First, observe that $\det(\lambda^2 I + \lambda B + K) = \det(\lambda I - M)$, where $$ M_1 = \pmatrix{-B & -K\\I & 0}. $$ This holds regardless of the definiteness of $K$. If $K$ is negative definite, then there exists a unique positive definite square-root $P$ of $-K$ (i.e. $P^2 = -K$). We note that the above matrix $M_1$ is similar to $$ M_2 = \pmatrix{I\\ & P} \pmatrix{-B&-K\\I & 0}\pmatrix{I \\ & P}^{-1} = \pmatrix{-B & P\\P & 0}. $$ The above matrix is symmetric and thus has real eigenvalues. Furthermore, since $B$ is invertible, we have $$ n_\pm(M_2) = n_{\pm}(-B) + n_{\pm}(C), $$ where $C$ denotes the Schur complement $$ C = M_2/(-B) = PB^{-1}P. $$ Note that $n_{\pm}(PB^{-1}P) = n_{\pm}(B^{-1}) = n_{\pm}(B)$. With that, we can conclude that regardless of the definiteness of $B$, the number of roots with positive real part and negative real part are both equal to $m$.

SUPPLIED DATA
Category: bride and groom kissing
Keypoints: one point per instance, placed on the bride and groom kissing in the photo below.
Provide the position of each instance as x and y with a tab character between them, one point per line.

WHAT TO WORK ON
(a) In the determinant proof above, begin at the words "First, observe that" and stop after "equal to $m$.", and swap "symmetric" for "self-adjoint".
(b) According to the determinant proof, what does the Schur complement $C$ equal?
(c) Take the determinant proof further, starting after its last sentence.

SOLVED PROBLEMS
(a)
First, observe that $\det(\lambda^2 I + \lambda B + K) = \det(\lambda I - M)$, where $$ M_1 = \pmatrix{-B & -K\\I & 0}. $$ This holds regardless of the definiteness of $K$. If $K$ is negative definite, then there exists a unique positive definite square-root $P$ of $-K$ (i.e. $P^2 = -K$). We note that the above matrix $M_1$ is similar to $$ M_2 = \pmatrix{I\\ & P} \pmatrix{-B&-K\\I & 0}\pmatrix{I \\ & P}^{-1} = \pmatrix{-B & P\\P & 0}. $$ The above matrix is self-adjoint and thus has real eigenvalues. Furthermore, since $B$ is invertible, we have $$ n_\pm(M_2) = n_{\pm}(-B) + n_{\pm}(C), $$ where $C$ denotes the Schur complement $$ C = M_2/(-B) = PB^{-1}P. $$ Note that $n_{\pm}(PB^{-1}P) = n_{\pm}(B^{-1}) = n_{\pm}(B)$. With that, we can conclude that regardless of the definiteness of $B$, the number of roots with positive real part and negative real part are both equal to $m$.

(b) $C = PB^{-1}P$

(c)
For the case where $K$ is positive definite, there is a positive definite (and symmetric) $P$ for which $K = P^2$. Applying the same manipulation as before leaves us with the matrix $$ M_2 = \pmatrix{-B & -P\\ P & 0}. $$ We note that the symmetric part of this matrix, $$ M_S = \frac 12(M_2 + M_2^T) = \pmatrix{-B&0\\0 & 0}, $$ is negative semidefinite whenever $B$ is positive definite. It follows that $M_2$ will only have eigenvalues with non-positive real part in the case that $B$ is positive definite.


Thoughts on the general case:

For the general case, with $B$ positive definite. Let $P$ be such that $PKP^T$ is of the form $\operatorname{diag}(I_{n_+},-I_{n_-})$.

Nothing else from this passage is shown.